Exercise aim. Write out only the tail of the records, beginning at the line containing "Can you see the white column?" and including the last line, exactly as written.

Region pointing data.
------------------------------------------------------------

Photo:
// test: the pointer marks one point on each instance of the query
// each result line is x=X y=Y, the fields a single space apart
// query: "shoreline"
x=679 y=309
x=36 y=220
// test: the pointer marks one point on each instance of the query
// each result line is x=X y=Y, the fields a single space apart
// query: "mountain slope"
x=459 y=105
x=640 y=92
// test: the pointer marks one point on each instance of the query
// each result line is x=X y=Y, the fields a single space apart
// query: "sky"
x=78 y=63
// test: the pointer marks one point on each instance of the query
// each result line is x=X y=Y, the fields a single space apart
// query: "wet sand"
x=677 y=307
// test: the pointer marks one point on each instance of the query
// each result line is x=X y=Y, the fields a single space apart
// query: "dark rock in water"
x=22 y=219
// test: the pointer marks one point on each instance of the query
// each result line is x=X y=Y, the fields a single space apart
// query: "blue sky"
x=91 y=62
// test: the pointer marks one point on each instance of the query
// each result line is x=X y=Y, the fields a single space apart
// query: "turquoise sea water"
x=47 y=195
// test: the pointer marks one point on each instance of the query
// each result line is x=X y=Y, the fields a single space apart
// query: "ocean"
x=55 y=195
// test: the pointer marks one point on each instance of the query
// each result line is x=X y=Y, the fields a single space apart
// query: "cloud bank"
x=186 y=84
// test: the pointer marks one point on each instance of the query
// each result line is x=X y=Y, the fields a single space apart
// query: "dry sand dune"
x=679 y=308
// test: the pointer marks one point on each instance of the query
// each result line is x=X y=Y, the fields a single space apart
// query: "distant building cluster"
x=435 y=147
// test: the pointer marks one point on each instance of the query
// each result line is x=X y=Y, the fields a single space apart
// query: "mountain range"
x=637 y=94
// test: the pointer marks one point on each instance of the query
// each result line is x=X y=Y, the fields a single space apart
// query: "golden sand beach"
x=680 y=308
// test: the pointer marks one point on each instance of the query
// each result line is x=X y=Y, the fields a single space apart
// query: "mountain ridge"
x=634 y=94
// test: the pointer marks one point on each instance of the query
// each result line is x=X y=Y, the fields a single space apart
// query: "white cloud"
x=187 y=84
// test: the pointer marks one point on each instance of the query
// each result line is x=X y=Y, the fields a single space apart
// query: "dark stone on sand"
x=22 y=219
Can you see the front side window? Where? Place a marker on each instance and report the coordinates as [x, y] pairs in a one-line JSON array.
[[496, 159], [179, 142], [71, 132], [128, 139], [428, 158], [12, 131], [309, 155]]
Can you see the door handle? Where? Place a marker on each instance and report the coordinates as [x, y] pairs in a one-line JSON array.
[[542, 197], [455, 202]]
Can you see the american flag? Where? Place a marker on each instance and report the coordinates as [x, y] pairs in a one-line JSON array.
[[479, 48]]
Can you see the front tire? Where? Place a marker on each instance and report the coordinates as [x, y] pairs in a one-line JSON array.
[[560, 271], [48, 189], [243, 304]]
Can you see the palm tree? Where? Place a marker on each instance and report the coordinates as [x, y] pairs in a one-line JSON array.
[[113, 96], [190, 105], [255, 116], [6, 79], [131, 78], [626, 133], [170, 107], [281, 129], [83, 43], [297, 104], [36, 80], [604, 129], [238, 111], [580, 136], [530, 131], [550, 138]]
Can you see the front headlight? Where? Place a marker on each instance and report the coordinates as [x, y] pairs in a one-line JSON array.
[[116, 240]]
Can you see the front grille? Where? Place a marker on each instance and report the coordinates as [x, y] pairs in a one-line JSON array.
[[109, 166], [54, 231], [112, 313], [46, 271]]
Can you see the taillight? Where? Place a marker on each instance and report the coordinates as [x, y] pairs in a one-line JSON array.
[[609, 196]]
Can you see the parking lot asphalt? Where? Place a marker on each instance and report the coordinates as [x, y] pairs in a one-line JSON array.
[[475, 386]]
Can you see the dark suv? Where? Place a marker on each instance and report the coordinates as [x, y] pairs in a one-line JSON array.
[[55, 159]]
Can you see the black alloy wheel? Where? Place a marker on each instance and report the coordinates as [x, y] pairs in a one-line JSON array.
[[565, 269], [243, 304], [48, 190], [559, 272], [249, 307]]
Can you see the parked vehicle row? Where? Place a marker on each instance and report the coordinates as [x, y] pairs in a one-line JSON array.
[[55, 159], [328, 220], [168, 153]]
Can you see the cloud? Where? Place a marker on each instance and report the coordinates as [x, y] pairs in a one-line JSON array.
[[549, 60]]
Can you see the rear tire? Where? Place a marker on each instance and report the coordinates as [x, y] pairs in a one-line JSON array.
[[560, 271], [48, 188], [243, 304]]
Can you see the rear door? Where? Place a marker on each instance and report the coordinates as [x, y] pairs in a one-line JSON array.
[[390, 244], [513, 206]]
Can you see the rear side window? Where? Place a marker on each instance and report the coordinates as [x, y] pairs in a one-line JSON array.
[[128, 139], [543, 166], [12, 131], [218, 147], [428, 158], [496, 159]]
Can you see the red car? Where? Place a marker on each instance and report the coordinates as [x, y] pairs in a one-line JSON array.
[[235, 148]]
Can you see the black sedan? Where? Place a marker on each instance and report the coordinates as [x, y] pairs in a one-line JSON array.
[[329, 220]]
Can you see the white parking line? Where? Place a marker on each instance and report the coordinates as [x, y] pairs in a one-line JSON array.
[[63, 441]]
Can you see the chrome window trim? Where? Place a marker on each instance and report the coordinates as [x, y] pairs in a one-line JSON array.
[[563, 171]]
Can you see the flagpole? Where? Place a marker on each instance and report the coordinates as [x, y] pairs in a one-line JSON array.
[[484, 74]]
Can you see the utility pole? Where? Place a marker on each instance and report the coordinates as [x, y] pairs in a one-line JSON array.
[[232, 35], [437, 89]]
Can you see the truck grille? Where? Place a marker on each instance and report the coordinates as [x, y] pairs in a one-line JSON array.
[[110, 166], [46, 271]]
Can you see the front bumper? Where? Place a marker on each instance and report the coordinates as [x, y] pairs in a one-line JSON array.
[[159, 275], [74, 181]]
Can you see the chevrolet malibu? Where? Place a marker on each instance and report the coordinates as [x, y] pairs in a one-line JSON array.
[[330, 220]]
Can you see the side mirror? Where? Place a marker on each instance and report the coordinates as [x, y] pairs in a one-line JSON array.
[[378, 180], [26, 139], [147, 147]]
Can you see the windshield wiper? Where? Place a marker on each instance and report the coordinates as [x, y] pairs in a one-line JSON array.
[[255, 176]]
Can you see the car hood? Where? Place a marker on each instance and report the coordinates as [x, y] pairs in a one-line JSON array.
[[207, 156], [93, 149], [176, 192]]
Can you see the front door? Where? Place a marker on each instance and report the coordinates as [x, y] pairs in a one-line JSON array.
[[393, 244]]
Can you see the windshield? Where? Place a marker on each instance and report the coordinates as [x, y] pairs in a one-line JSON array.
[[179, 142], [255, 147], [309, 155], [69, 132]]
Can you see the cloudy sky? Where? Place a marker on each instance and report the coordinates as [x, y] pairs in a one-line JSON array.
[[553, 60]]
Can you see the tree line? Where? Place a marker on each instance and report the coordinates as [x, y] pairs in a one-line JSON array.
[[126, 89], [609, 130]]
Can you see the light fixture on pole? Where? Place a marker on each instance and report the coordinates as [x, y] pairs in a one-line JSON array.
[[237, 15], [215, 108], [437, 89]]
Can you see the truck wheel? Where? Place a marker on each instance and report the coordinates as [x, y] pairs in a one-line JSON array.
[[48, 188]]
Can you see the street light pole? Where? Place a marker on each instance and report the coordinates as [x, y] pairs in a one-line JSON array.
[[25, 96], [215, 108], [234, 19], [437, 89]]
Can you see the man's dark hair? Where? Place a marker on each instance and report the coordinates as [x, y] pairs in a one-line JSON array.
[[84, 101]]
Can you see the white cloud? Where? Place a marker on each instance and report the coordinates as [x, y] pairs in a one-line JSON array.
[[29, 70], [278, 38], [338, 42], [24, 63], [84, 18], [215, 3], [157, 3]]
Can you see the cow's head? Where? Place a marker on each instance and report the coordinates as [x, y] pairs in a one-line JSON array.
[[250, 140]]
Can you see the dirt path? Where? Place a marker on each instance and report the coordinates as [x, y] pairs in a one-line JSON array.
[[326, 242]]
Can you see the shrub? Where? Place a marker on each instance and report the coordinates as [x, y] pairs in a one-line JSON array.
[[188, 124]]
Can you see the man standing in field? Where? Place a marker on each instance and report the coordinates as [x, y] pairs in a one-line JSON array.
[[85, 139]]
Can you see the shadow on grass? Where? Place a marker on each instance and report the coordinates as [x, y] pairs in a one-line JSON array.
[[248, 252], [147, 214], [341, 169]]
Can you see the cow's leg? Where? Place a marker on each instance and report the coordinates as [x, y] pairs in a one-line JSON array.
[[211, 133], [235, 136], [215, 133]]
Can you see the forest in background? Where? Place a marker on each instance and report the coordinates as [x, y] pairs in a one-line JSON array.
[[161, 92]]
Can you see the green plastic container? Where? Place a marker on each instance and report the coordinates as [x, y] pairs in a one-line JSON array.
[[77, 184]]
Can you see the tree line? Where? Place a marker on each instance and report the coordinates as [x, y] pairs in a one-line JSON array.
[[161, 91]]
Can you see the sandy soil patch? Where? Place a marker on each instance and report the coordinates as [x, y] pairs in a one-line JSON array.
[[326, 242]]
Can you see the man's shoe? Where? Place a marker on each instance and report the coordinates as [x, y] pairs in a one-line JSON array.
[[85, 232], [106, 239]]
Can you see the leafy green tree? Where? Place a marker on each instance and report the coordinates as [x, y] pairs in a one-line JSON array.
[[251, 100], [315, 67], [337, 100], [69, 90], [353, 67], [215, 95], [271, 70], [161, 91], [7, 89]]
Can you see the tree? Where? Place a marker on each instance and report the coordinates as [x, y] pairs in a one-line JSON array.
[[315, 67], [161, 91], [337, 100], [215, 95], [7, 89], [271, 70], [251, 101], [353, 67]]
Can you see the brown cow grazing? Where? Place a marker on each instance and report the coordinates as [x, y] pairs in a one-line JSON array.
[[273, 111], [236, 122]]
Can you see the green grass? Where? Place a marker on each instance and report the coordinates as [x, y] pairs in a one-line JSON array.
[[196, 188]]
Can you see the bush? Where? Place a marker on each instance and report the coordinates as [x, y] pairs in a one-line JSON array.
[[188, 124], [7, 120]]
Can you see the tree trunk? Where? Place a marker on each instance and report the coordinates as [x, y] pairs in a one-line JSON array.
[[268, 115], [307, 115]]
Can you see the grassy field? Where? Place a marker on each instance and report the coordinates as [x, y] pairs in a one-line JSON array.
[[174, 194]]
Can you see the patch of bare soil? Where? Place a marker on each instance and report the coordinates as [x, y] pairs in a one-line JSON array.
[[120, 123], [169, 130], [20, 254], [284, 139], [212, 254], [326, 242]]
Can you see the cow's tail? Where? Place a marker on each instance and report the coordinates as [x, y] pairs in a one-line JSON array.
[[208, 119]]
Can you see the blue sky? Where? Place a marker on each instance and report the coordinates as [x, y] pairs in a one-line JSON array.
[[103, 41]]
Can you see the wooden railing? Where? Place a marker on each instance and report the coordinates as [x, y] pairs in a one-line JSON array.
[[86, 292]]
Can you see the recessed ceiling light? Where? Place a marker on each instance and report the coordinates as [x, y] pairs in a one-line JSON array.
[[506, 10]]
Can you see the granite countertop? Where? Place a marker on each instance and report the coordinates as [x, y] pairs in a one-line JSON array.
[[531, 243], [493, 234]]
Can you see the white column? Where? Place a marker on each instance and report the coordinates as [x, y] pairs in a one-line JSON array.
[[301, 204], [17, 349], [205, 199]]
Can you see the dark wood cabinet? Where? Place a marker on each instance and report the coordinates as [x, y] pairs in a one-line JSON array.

------------------------------------------------------------

Expected output.
Can you see the white column? Where? Place a marker on each instance and report the coordinates as [x, y] pairs in a one-line JSON array.
[[301, 204], [17, 349], [205, 199]]
Can you see the dark wood cabinet? Where? Place a marker on each instance and report the coordinates as [x, y] pairs in a one-line JSON array.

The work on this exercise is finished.